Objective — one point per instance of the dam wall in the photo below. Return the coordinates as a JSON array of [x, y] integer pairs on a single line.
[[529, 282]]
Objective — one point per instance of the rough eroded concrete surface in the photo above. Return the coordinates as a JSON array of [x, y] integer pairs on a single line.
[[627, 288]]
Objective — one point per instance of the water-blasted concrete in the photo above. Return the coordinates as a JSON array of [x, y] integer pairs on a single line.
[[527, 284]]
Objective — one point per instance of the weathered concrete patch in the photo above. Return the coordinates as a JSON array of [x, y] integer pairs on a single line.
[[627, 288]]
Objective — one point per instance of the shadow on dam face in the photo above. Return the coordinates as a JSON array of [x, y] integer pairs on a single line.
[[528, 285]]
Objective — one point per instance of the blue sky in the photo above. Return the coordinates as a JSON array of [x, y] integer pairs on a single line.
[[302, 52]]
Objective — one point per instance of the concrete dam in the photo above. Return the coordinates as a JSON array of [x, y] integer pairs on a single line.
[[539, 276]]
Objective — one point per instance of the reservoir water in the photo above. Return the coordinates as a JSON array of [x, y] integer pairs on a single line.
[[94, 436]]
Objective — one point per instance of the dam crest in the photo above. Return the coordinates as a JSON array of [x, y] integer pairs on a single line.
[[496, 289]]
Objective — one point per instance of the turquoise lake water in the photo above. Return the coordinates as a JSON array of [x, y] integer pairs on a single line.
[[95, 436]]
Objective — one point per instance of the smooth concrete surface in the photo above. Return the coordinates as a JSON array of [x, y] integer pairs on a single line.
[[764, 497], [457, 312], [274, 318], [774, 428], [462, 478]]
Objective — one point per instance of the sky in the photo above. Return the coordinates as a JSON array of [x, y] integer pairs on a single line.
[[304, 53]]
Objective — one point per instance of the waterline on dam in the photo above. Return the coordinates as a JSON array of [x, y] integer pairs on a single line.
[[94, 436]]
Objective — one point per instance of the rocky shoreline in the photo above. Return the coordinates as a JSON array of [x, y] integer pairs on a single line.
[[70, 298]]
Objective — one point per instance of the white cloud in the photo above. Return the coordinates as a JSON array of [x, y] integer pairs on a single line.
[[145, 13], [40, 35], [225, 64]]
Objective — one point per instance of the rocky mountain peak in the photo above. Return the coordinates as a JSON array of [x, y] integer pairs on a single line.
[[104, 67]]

^^^^^^^^^^^^^^^^

Can you format every entry above as a two-column CSV with the headers "prompt" and "reply", one row per entry, putting its text and its answer each in a single quoted field with any line breaks turned into spaces?

● **Final answer**:
prompt,reply
"Objective — one point per instance of the dam wall in the photo below. Return the coordinates as a JSON array of [x, y] integer pairs on a single line.","[[529, 282]]"
"Objective — one point per instance of the rough eroded concrete surface in the photo above. Return the coordinates as a JSON array of [x, y] integer pairs on a single line.","[[627, 288]]"
"Objective — one point per instance of the water-blasted concrete in the photo above. Return the coordinates as a JSON array of [x, y] integer pairs on a single line.","[[527, 284]]"
"Objective — one point per instance of the weathered concrete patch in the photo above. Return the coordinates as a JSON array of [x, y] integer pairs on a single line.","[[627, 288]]"
"Objective — one point per instance of the shadow on dam face in the photo above. Return the coordinates as a JSON array of [x, y] integer pairs on a single line.","[[528, 285]]"
"Objective — one point per instance of the blue sky in the photo above. Return the coordinates as a JSON array of [x, y] integer pairs on a single line.","[[302, 52]]"
"Objective — one point per instance of the concrete dam in the photo above. Return the coordinates as a JSON array of [x, y] integer pairs on a single line.","[[539, 276]]"
"Objective — one point per instance of the reservoir water in the photo above. Return the coordinates as a JSON array of [x, y] integer pairs on a single line.","[[94, 436]]"
"Objective — one point per instance of the dam crest in the photo above. Return the coordinates as a JSON array of [x, y] integer pairs on a single line.","[[496, 289]]"
"Objective — one point per instance of the turquoise lake water in the photo above. Return the coordinates as a JSON array of [x, y] integer pairs on a single line.","[[95, 436]]"
"Objective — one point per instance of the smooth concrete surface in the photo above. Return the coordinates as a JSON array of [x, y] integer pairs on a single line.","[[764, 497], [457, 312], [274, 318], [774, 428], [462, 478]]"
"Objective — one point per instance of the sky in the photo above. Return the coordinates as a JSON array of [x, y] integer pairs on a single line.","[[304, 53]]"
"Objective — one point per instance of the waterline on dam in the photo above. Return the coordinates as a JSON array of [x, y] integer pairs on a single line.","[[94, 436]]"
"Objective — one point per instance of the rocky shoreline in the photo above. Return the coordinates as a JSON array of [x, y] integer pairs on a single line.","[[70, 298]]"
"Objective — one point per instance of the white cloud in the photo above. Return the coordinates as a JSON array of [x, y] integer pairs on a single line.","[[145, 13], [40, 35], [225, 64]]"
"Objective — one point per instance of the rocky mountain peak in the photo above. Return the coordinates as a JSON array of [x, y] integer pairs on a single line.","[[104, 67]]"